→ **Given instruction 1**:
In the school podcast article, list the four things named after "They went through the process of" in Beaudry's quoted sentence.
→ **Given instruction 2**:
Return the section of the school podcast article from "She said it’s" up to and including "presentations in class.", copied word for word.

→ **Supplied passage**:
◆ ◆ ◆
He said the program grew much faster than he first imagined, and they’re still figuring out how to safely share the work online.

“Some of the schools just took off and within a month and a half, some of the schools had episodes ready to publish,” said McLean. “I started off with one consul and one mic per school, and that quickly became demands for extra mics and second consuls, so it took off pretty quick.”

Beaudry said she saw her students really embrace the experience, especially when it came to picking their topics.

“They were able to choose a subject that had to be something that is going on in the world right now,” she said. “So they had to write the podcast about something that touches them, and they all had different subjects.”

Training took about two hours, said Beaudry, and the students were off and running.

“They went through the process of writing a podcast, what should be in there, the interviews, and how to get credible information,” she said. “So they recorded and presented it to the class.”

She said it’s also a great way to give students options on how to share what they’ve learned, and the technology can be used as an alternative to written essays or traditional presentations in class.

“If you don’t like it the first time, you can do it again and again and again,” she said. “If you don’t want to do a presentation because you don’t feel comfortable in front of the class, a lot of times it can help with anxiety and mental health.”

Beaudry also said that learning to use the equipment alongside the students was also a great experience.

“A lot of times the students show us how technology works or a certain system works,” she said. “So I asked the board, can I get training to use this stuff because I have no idea how to use it, and then I changed my mind, and asked if they could come to the class and we could learn it together.”

McLean said that was a common comment from teachers, and many students are going above and beyond when it came to navigating all the sound effects and music that go into podcasts.

“It’s relevant, it ties into the stuff they enjoy today,” said McLean. “Why do things how we’ve always done it, let's get something that will actually interest them, let’s ask them what they would like, and let’s see how it goes!”

“If we don’t keep up with what the kids like, and what’s popular and what’s ‘in’ as they say, it’s hard to engage them,” said Beaudry. “So you want to do something different.”

“It’s amazing to see what they can do with it,” she said.
◆ ◆ ◆
→ **Stored records**:

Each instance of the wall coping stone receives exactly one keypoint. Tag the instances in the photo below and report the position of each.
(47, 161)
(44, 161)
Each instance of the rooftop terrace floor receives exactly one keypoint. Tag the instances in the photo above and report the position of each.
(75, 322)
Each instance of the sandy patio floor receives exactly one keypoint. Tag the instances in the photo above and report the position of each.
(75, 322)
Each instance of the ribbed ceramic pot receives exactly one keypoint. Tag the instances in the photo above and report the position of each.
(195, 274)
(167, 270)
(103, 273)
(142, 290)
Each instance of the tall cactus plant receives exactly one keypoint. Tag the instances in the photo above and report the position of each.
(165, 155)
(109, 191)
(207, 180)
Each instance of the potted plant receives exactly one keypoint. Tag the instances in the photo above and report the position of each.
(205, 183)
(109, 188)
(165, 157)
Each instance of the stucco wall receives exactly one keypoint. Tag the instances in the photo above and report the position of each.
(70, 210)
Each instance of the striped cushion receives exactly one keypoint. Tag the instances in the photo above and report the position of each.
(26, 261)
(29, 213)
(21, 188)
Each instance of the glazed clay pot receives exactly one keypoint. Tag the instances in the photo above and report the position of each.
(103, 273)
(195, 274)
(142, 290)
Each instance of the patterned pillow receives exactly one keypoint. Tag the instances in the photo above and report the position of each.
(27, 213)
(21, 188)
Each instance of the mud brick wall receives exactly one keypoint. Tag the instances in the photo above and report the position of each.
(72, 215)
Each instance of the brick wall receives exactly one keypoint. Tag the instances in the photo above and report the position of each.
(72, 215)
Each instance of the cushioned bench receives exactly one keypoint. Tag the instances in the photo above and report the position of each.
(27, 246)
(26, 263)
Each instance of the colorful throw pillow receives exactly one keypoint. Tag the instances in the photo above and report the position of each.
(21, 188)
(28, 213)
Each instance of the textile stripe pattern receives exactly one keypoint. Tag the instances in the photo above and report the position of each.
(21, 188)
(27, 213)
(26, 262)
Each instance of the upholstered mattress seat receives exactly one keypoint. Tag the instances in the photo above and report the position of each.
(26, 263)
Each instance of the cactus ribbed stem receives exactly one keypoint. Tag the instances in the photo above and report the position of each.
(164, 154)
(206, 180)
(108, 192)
◆ ◆ ◆
→ **Complete response 1**:
- writing a podcast
- what should be in there
- the interviews
- how to get credible information

→ **Complete response 2**:
She said it’s also a great way to give students options on how to share what they’ve learned, and the technology can be used as an alternative to written essays or traditional presentations in class.